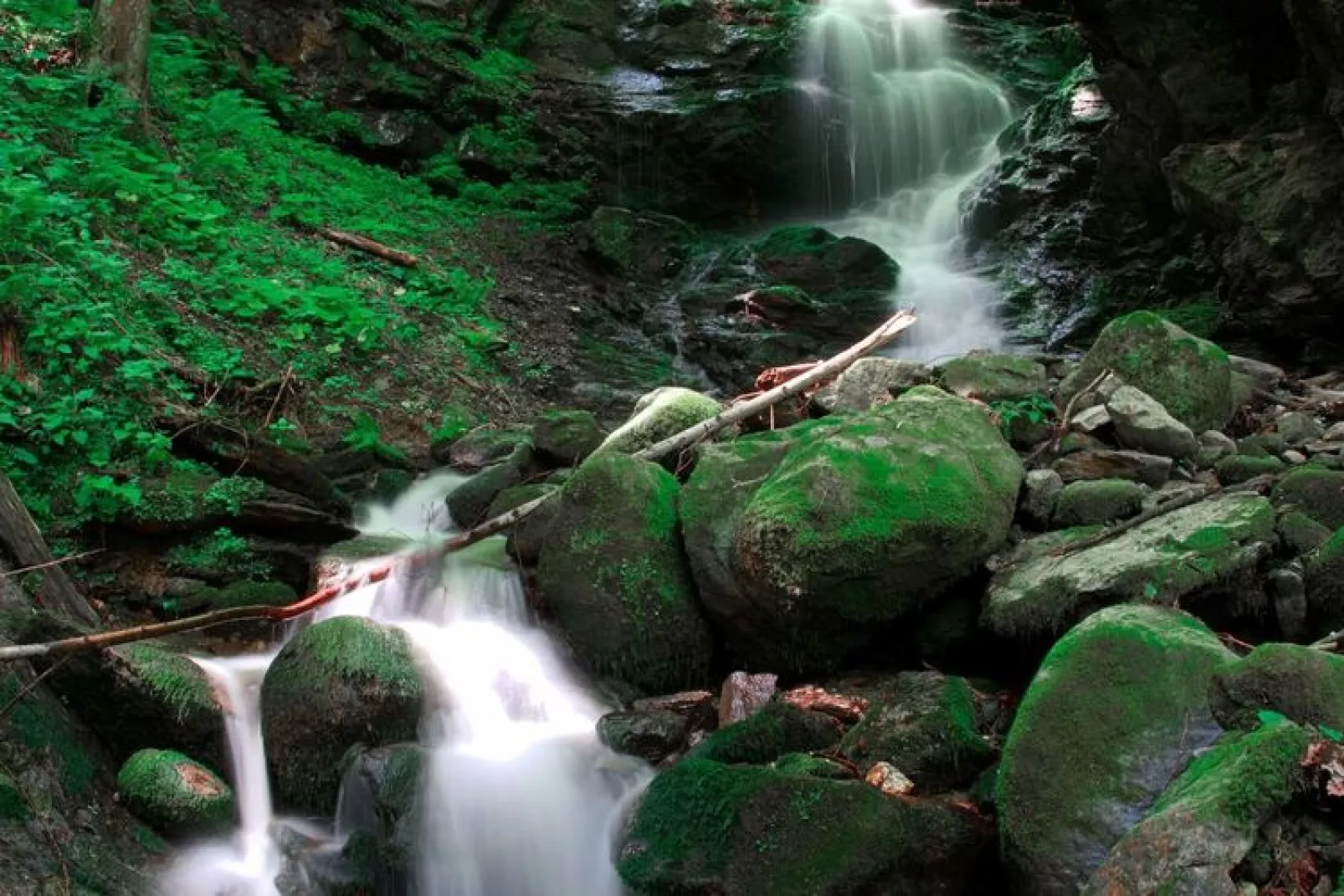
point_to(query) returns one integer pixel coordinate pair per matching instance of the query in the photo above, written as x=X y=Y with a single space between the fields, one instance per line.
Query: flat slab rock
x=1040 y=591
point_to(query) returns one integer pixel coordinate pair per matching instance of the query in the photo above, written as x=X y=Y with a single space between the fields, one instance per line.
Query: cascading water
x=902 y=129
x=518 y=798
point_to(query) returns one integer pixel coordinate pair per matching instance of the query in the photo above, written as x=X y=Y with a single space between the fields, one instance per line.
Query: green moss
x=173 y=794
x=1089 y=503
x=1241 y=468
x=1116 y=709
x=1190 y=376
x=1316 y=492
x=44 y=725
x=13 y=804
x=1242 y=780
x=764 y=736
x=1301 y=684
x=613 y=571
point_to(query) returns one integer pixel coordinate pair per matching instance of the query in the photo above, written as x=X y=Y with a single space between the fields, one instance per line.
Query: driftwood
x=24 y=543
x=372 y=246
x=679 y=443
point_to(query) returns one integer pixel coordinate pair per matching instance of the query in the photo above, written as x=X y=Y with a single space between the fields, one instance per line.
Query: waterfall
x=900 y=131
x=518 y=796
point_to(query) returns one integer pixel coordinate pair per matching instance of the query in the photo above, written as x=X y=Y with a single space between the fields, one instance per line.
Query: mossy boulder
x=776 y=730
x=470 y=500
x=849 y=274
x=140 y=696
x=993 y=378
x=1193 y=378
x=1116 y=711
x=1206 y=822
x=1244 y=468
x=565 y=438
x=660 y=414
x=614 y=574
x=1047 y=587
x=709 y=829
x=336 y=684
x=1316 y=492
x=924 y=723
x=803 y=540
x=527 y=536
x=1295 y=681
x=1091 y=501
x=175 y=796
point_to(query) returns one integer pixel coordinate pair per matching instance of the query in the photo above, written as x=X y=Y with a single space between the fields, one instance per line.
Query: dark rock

# # # # #

# Task goal
Output the listing unchanged, pictures excluded.

# Answer to the problem
point_to(query) returns one integer pixel coordinate pair per matching instance of the query in the photo above, written as x=X y=Y with a single space between the fields, one instance per line.
Query: flat slab rock
x=1040 y=591
point_to(query) returns one integer pixel coordinate pair per matching instance of the query in the photo above, written as x=X y=Y with a single space between the fields, one instance per line.
Query: cascading water
x=902 y=129
x=518 y=798
point_to(query) returns one integer pixel coordinate pair per matching instance of the query in the photo above, written as x=X y=Y with a single space between the fields, one instance per line.
Query: green moss
x=173 y=794
x=1089 y=503
x=1241 y=468
x=1116 y=709
x=1190 y=376
x=1316 y=492
x=44 y=725
x=13 y=804
x=1242 y=780
x=764 y=736
x=1301 y=684
x=613 y=571
point_to(query) returns one integer pixel coordinate pair per matching instance of the query in the photo above, written as x=X y=Y with a single space between the fields, one instance per line.
Query: driftwood
x=24 y=543
x=372 y=246
x=679 y=443
point_to(query) returns one integer pixel coordinate pair per matching instance of the query in the photo above, written as x=X y=Y with a single space between the fields, one instance per line.
Query: waterfall
x=900 y=131
x=518 y=796
point_to(query) returns one integer pixel coordinate pair per matching instance of the query in the photo above, written as x=X y=Y with a single space between the fields, one instance per line.
Query: mossy boulder
x=776 y=730
x=470 y=500
x=849 y=274
x=140 y=696
x=993 y=378
x=1193 y=378
x=1116 y=711
x=1206 y=822
x=1244 y=468
x=565 y=438
x=660 y=414
x=614 y=574
x=1047 y=587
x=709 y=829
x=336 y=684
x=1316 y=492
x=924 y=723
x=803 y=540
x=527 y=536
x=1295 y=681
x=1091 y=501
x=175 y=796
point_to(query) returns one integer pixel coordinate pair per matching instance of the query in the photo above, written as x=X y=Y with a single space between the fields, one instance per line.
Query: dark rock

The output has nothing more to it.